▶ TEXT BLOCK
I do not see a difference between placing an order for stock or (crypto-)currency. Maybe the question arises because crypto-currency trades 24/24 7/7 unlike certain stocks.
The question of putting in a limit order which might or might not get triggered on Shabbat was asked before and answers tend to be lenient, i.e., it is allowed if (1) there is no human intervention post-trade and (2) you do not explicitly plan for the transaction to happen on Shabbat (as in a time-delayed order). Both conditions are satisfied with crypto-currencies.
But as always, CYLOR before acting on anything you read here.
dinonline writes (regarding Yom Tov since, unlike Shabbat, stock trades on Yom Tov) - the case here is after the fact, i.e., a limit order was triggered after the questioner forgot it
Although it would not be correct to intentionally make an order for
purchasing stock on Shabbos or Yom Tov, post factum there is no
problem in keeping the stock, and this would not be considered an
issur, certainly if done without intent.
Sources: Authorities dispute whether it is permitted to arrange for a
kinyan to take place on Shabbos. Rabbi Akiva Eiger (159) cites a proof
from Terumas Hadeshen (269) that there is no prohibition is doing so,
but continues to prove that it is prohibited. Iggros Moshe (Orach
Chaim III, no. 44) defers both proofs, and writes that one should be
stringent, and this is also the opinion of Radvaz 456. However, a
number of authorities are lenient in this matter -- see Shaul Umeishiv
VI, no. 50, and Divrei Shaul, Shabbos Hagadol, concerning selling
chametz on Erev Pesach that falls on Shabbos; Maharshag 13; Maharam
Schick 131; Machaneh Chaim, Orach Chaim III, no. 22), and see also
Avnei Nezer (Orach Chaim 51).
Thus although in deference to stringent authorities, it is not proper
to intentionally arrange a sale for Shabbos, as a rabbinic prohibition
(making sales on Shabbos is a rabbinic prohibition) in doubt, it
cannot be called a transgression. Certainly, if done without
intention, no issur can be said to have been transgressed (according
to Nesivos Hamishpat, even a certain rabbinic prohibition transgressed
without intent is not considered to be a transgression), and no
repentance is required.
Eretz Hemda writes similarly
Usually, a non-Jew who is paid by the job may do such work for a Jew
on Shabbat, as he is considered to be working on his own behalf for
the pay. However, he may not be told to do the work on Shabbat
(Shulchan Aruch, Orach Chayim 247:1). In this case, your instructions
are that if the limit is reached on Shabbat, they should make the
transaction specifically then.

▶ AIM OF THE TASK
In the text above about trading on Shabbat, rewrite the paragraph that begins "The question of putting in a limit order" as a short list that keeps its main facts.

▶ MATERIAL SUPPLIED
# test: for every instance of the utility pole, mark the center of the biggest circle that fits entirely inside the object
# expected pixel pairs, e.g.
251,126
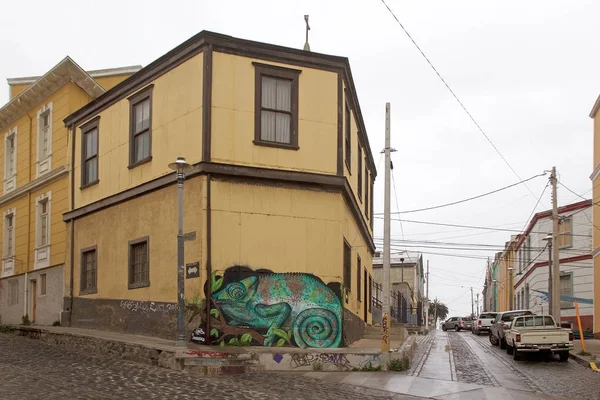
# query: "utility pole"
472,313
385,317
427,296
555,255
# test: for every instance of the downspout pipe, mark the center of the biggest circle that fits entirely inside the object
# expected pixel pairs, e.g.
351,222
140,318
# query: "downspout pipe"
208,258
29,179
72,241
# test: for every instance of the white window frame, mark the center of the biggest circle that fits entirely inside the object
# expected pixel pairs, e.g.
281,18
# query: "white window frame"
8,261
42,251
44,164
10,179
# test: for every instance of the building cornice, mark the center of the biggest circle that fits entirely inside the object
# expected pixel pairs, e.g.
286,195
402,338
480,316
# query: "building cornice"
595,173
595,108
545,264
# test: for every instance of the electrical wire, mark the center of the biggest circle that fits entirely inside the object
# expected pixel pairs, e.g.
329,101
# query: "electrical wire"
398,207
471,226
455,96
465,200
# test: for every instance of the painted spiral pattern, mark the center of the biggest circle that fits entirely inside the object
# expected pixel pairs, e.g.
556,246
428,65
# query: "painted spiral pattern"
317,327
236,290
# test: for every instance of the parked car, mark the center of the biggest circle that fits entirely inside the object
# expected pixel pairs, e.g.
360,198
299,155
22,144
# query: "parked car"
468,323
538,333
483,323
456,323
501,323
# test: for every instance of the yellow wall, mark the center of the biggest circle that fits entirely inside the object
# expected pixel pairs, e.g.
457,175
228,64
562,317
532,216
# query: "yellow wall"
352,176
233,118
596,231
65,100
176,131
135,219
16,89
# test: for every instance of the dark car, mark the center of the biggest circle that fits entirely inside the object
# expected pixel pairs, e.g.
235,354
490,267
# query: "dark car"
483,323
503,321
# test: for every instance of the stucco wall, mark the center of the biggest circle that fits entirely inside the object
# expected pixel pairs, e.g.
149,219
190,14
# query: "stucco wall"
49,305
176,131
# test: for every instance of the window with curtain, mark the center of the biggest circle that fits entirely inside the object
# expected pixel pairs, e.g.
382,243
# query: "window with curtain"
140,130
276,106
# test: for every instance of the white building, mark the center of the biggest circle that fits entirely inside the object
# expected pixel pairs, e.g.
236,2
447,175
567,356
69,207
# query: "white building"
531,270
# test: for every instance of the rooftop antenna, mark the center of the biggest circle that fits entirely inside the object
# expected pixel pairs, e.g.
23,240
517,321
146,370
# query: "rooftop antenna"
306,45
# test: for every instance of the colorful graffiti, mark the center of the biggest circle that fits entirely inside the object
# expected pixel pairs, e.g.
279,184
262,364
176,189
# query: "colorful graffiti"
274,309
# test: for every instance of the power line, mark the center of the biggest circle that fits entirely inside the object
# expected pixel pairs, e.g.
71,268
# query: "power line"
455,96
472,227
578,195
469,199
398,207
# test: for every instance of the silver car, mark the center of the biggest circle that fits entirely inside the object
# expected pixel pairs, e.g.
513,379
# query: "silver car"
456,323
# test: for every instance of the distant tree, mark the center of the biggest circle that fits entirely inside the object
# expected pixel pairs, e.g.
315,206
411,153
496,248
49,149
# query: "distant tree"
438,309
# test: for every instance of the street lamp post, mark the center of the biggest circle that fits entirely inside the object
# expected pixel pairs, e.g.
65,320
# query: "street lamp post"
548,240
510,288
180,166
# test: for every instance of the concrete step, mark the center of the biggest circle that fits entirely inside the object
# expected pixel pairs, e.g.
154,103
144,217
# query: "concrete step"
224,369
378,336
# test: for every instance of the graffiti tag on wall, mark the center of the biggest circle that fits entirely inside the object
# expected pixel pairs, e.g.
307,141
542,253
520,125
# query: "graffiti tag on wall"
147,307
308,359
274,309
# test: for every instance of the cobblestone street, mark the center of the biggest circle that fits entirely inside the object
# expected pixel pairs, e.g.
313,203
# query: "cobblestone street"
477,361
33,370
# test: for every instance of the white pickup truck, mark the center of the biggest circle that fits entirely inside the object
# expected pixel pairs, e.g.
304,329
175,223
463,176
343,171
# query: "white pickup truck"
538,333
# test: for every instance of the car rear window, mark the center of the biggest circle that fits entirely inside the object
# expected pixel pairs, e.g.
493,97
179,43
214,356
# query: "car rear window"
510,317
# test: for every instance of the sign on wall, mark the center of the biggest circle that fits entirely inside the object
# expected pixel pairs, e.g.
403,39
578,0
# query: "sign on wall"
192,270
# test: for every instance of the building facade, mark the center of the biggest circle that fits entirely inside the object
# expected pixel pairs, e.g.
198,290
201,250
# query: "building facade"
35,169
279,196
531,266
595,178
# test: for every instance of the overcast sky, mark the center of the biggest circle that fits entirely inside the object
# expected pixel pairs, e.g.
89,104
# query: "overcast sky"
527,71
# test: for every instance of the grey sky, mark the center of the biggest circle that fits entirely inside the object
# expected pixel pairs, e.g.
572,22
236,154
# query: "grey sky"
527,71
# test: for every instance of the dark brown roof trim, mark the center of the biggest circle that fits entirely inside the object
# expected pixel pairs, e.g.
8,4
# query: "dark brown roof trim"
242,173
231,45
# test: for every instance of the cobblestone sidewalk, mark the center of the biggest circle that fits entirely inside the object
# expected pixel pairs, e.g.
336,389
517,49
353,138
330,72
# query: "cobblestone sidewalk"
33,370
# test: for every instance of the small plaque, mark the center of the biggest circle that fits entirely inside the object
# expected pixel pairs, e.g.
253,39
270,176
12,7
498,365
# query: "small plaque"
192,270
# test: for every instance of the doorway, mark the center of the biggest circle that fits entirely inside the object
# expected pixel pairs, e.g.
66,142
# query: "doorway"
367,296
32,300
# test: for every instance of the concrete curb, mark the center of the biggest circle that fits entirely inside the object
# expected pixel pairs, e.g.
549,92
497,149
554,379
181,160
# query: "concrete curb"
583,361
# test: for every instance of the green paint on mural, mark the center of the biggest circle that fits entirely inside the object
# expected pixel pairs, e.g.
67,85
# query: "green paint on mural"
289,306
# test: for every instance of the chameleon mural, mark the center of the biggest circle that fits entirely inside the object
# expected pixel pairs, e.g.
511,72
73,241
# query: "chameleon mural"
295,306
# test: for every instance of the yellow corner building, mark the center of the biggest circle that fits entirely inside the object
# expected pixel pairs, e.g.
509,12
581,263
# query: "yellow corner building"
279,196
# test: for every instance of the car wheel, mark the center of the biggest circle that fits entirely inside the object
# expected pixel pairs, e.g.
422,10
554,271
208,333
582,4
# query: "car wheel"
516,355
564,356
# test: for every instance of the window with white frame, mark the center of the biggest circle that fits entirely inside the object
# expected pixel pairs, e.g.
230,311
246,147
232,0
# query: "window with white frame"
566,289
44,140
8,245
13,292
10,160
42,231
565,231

▶ REPLY
- Whether you may place a limit order that might be triggered on Shabbat has been asked before.
- Answers tend to be lenient. It is allowed if:
  1. there is no human intervention after the trade, and
  2. you do not explicitly plan for the transaction to happen on Shabbat, as with a time-delayed order.
- Crypto-currencies satisfy both conditions.